▸ Task
Would you retype the whole listing exactly?

________________________

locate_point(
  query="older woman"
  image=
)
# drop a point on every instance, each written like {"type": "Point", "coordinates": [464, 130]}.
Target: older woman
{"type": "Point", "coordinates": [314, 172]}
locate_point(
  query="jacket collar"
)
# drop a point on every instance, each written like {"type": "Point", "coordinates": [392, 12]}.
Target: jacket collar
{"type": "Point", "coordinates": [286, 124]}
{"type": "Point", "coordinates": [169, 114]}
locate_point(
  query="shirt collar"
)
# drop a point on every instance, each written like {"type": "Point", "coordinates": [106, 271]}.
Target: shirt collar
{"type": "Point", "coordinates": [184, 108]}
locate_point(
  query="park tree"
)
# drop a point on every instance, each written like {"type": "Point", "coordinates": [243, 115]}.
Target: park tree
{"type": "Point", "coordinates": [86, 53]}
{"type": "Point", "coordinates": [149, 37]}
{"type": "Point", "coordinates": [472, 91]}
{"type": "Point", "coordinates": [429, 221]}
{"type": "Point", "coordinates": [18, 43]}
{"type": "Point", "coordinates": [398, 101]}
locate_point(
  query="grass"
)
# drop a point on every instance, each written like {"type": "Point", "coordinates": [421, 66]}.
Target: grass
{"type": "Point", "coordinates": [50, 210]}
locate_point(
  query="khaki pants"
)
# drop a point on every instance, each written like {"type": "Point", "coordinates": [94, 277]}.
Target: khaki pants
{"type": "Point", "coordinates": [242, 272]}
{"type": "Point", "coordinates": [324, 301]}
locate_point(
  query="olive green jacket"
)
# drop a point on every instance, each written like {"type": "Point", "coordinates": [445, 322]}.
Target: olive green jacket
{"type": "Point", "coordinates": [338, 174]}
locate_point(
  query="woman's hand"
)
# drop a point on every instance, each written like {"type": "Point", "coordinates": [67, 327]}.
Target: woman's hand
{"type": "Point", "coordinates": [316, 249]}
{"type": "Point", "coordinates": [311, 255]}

________________________

▸ Task output
locate_point(
  query="older woman"
  image=
)
# drop a point on every instance, each written like {"type": "Point", "coordinates": [464, 130]}.
Target: older woman
{"type": "Point", "coordinates": [314, 172]}
locate_point(
  query="jacket collar"
)
# drop a point on every instance, each written like {"type": "Point", "coordinates": [392, 12]}.
Target: jacket collar
{"type": "Point", "coordinates": [286, 124]}
{"type": "Point", "coordinates": [169, 114]}
locate_point(
  query="shirt collar"
)
# drop a point on every instance, each written like {"type": "Point", "coordinates": [106, 271]}.
Target: shirt collar
{"type": "Point", "coordinates": [184, 108]}
locate_point(
  query="park tree"
)
# drop a point on every instance, each written like {"type": "Point", "coordinates": [243, 115]}.
Target: park tree
{"type": "Point", "coordinates": [86, 53]}
{"type": "Point", "coordinates": [149, 37]}
{"type": "Point", "coordinates": [472, 91]}
{"type": "Point", "coordinates": [429, 221]}
{"type": "Point", "coordinates": [18, 43]}
{"type": "Point", "coordinates": [398, 101]}
locate_point(
  query="grass"
)
# drop a point on every instance, each written like {"type": "Point", "coordinates": [421, 66]}.
Target: grass
{"type": "Point", "coordinates": [50, 210]}
locate_point(
  query="khaki pants"
)
# drop a point on every instance, each written like {"type": "Point", "coordinates": [94, 277]}.
Target: khaki pants
{"type": "Point", "coordinates": [242, 272]}
{"type": "Point", "coordinates": [324, 301]}
locate_point(
  query="olive green jacket"
)
# drop a point on every instance, each written like {"type": "Point", "coordinates": [445, 322]}.
Target: olive green jacket
{"type": "Point", "coordinates": [338, 174]}
locate_point(
  query="woman's hand"
)
# drop a point on every instance, each written like {"type": "Point", "coordinates": [67, 327]}.
Target: woman's hand
{"type": "Point", "coordinates": [316, 249]}
{"type": "Point", "coordinates": [311, 255]}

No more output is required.